Document segment >>
__________
News — civil war

Black History: Second Liberian Civil War (1999-2003)
The origin of the second civil war was rooted in the previous conflict waged between 1989 and 1996 which saw former rebel leader Charles Taylor become president of the entire nation, following UN-monitored elections in 1997. The country remained at peace only two years before LURD began its military campaign. Most of LURD were Mandingo and Krahn fighters led by Sekou Conneh. Many of them had been part of the rebel group, United Liberation Movement of Liberia for Democracy (ULIMO), which had fought in the first Liberian civil war against Taylor’s National Patriotic Front of Liberia (NPFL) as well as the government of President Samuel Doe.
__________
What the task asks >> In the passage on the Second Liberian Civil War, who led the LURD fighters?

Data excerpts >>
__________
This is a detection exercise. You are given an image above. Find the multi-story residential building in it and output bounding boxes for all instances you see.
__________
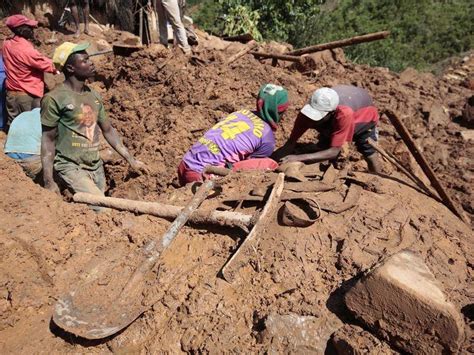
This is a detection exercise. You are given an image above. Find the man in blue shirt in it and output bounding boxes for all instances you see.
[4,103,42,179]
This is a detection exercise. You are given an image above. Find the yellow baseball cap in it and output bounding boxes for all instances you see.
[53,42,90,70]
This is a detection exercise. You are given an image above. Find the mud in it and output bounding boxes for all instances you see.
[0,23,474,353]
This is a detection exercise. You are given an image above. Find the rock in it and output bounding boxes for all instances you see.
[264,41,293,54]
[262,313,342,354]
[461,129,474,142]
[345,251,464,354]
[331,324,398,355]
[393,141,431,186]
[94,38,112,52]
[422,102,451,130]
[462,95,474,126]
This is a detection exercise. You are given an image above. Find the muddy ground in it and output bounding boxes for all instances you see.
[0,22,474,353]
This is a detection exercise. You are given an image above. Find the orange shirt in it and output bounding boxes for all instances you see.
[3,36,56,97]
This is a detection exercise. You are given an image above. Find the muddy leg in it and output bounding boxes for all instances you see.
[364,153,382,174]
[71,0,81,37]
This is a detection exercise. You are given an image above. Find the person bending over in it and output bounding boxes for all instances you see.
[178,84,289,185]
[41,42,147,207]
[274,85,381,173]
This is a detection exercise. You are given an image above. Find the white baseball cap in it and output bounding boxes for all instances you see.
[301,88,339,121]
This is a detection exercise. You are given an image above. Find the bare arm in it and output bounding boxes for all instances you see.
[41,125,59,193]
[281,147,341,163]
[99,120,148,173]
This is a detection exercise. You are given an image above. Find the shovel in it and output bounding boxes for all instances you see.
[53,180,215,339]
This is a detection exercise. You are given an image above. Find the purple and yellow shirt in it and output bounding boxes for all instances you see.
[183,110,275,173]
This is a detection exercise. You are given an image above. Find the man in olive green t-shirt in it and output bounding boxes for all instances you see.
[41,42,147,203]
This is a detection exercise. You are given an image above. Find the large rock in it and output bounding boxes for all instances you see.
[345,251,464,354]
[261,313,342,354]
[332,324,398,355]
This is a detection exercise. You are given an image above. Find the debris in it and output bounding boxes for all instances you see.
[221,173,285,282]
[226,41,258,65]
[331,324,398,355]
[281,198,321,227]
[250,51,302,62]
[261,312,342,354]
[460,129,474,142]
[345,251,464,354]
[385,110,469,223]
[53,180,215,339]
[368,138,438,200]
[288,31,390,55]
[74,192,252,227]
__________
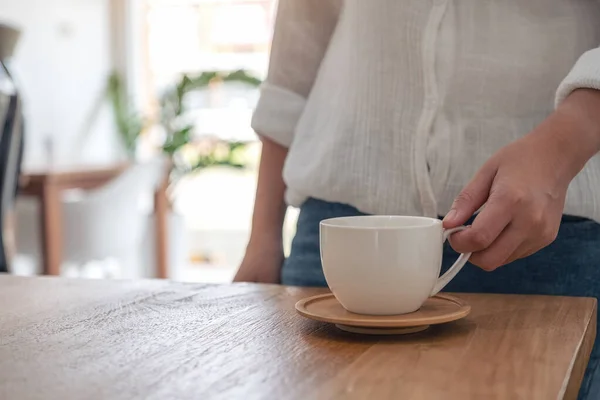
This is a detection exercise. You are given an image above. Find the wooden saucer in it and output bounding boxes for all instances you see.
__________
Solved problem >> Sekou Conneh